___ Document section ___
# binoculars recommendation



## buttyr (Jun 3, 2010)

My friend Eve and i might to go mountains climbing next week. We are all outdoor enthusiasts, but lack of the knowledge of outdoor products, just like how to get an ideal binocular for different people. I want to get more advice from here. Thanks!


----------



## Milkman (Jun 3, 2010)

I have a set of Leupold Cascade 8 X 42 that only weigh 24 ounces.  They are perfect for most general uses. 

Retail new about $350.


----------



## monkeytoys (Jun 4, 2010)

probably not the best help, but I would suggest buying a nice pair of brand name binoculars.  I bought some Steiner Safari binoculars 8x30 about 10 years ago from overstock.com.  the glass is super nice and clear.  my boss bought some cheapo chinese Barskas that are like 8-15x50.  the glass isn't clear at the higher powers.  I never could get both sides to focus for my eyes together (maybe they weren't in alignment either) but you'll just wind up not using a pair if they are cheap junk.  I don't think I spent more than $130 for those Steiner's so you don't have to spend a lot.
___
## [Instruction 1]
Write down the stretch of the binoculars thread from "# binoculars recommendation" through "Milkman (Jun 3, 2010)", word for word.
___ Source records ___
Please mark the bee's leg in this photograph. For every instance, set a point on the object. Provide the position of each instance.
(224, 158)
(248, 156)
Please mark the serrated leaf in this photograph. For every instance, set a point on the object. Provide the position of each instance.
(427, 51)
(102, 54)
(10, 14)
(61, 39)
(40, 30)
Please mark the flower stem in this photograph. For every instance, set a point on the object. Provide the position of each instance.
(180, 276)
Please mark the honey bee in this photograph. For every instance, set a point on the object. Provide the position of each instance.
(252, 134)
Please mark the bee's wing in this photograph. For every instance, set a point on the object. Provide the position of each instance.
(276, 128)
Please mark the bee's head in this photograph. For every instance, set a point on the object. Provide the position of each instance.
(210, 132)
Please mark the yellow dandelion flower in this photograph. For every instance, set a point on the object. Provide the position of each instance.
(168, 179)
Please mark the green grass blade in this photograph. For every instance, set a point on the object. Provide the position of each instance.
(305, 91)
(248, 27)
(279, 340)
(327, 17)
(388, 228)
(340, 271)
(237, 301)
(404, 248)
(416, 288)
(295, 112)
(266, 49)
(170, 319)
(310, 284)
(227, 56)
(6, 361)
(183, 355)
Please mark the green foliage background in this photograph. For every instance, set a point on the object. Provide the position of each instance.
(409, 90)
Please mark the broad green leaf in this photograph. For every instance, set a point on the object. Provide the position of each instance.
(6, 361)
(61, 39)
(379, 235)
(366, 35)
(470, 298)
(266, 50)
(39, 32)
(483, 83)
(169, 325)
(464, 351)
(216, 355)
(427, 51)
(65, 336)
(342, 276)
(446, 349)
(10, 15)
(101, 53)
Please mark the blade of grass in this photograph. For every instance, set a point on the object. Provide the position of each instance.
___
## [Instruction 2]
Extract the stretch of the listing from the line containing "Please mark the bee's head" through the end of the listing, reproducing each line verbatim.

## [Output 1]
# binoculars recommendation



## buttyr (Jun 3, 2010)

My friend Eve and i might to go mountains climbing next week. We are all outdoor enthusiasts, but lack of the knowledge of outdoor products, just like how to get an ideal binocular for different people. I want to get more advice from here. Thanks!


----------



## Milkman (Jun 3, 2010)

## [Output 2]
Please mark the bee's head in this photograph. For every instance, set a point on the object. Provide the position of each instance.
(210, 132)
Please mark the yellow dandelion flower in this photograph. For every instance, set a point on the object. Provide the position of each instance.
(168, 179)
Please mark the green grass blade in this photograph. For every instance, set a point on the object. Provide the position of each instance.
(305, 91)
(248, 27)
(279, 340)
(327, 17)
(388, 228)
(340, 271)
(237, 301)
(404, 248)
(416, 288)
(295, 112)
(266, 49)
(170, 319)
(310, 284)
(227, 56)
(6, 361)
(183, 355)
Please mark the green foliage background in this photograph. For every instance, set a point on the object. Provide the position of each instance.
(409, 90)
Please mark the broad green leaf in this photograph. For every instance, set a point on the object. Provide the position of each instance.
(6, 361)
(61, 39)
(379, 235)
(366, 35)
(470, 298)
(266, 50)
(39, 32)
(483, 83)
(169, 325)
(464, 351)
(216, 355)
(427, 51)
(65, 336)
(342, 276)
(446, 349)
(10, 15)
(101, 53)
Please mark the blade of grass in this photograph. For every instance, set a point on the object. Provide the position of each instance.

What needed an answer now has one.